Raw records:
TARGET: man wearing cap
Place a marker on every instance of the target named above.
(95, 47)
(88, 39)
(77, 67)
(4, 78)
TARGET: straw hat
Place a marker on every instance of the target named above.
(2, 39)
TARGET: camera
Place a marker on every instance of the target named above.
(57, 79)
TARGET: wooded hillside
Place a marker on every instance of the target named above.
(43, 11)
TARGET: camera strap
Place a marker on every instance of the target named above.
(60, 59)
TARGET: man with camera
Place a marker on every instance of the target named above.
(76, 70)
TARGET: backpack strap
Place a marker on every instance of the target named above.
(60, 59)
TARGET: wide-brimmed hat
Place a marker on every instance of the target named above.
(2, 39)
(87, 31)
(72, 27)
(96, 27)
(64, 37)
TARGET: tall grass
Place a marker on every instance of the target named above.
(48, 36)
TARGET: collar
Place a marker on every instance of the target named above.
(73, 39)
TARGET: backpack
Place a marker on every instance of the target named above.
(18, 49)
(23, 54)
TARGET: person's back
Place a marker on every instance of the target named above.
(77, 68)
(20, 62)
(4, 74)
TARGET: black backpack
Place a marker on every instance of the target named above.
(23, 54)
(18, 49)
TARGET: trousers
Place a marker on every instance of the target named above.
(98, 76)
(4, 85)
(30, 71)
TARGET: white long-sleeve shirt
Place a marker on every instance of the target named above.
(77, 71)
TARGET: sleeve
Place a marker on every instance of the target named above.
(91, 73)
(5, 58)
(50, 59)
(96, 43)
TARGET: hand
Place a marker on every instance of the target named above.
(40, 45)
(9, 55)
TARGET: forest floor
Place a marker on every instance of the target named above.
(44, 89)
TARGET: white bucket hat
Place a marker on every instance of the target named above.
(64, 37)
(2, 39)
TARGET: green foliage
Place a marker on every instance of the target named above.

--

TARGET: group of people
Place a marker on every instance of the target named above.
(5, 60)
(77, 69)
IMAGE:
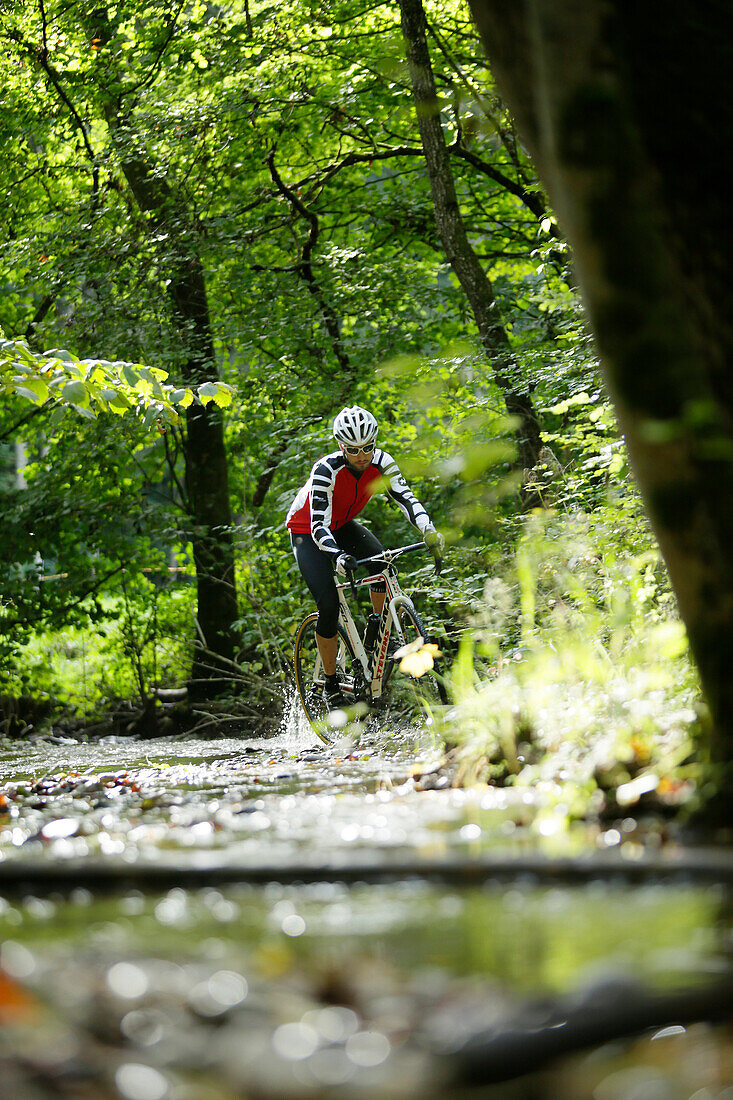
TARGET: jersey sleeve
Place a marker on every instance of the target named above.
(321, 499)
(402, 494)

...

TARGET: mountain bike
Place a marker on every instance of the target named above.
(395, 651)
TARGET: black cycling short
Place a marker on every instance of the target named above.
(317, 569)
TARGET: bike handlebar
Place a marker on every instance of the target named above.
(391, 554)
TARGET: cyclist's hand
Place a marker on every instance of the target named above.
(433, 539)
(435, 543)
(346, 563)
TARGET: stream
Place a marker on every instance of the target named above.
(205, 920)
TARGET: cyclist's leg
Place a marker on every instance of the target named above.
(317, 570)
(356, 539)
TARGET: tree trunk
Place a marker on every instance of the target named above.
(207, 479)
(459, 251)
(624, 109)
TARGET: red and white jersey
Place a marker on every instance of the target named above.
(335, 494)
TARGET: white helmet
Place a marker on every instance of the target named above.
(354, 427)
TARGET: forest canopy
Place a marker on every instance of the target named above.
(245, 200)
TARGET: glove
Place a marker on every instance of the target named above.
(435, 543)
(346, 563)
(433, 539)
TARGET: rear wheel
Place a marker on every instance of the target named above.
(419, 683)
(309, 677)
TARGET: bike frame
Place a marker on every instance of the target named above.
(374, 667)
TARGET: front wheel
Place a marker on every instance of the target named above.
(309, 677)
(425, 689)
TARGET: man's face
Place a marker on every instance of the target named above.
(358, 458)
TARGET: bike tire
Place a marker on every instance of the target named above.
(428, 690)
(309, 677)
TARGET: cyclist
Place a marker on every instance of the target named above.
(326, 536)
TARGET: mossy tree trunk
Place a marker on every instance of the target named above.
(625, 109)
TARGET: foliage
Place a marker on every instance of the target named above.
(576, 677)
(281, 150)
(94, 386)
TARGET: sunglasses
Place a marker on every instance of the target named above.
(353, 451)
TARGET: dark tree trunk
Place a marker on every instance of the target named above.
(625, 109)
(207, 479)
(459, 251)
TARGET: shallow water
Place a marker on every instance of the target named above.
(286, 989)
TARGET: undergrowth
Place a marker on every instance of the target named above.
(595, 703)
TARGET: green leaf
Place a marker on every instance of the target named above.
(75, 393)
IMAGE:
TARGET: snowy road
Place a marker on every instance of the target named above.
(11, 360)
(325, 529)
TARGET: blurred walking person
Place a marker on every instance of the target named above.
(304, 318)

> _REQUIRED WORK_
Please extract every line of the rows above that contains the word "white", and copy each one out in full.

> _RESPONSE_
TARGET: white long-sleeve shirt
TARGET: white bucket hat
TARGET: red and white jersey
TARGET: white helmet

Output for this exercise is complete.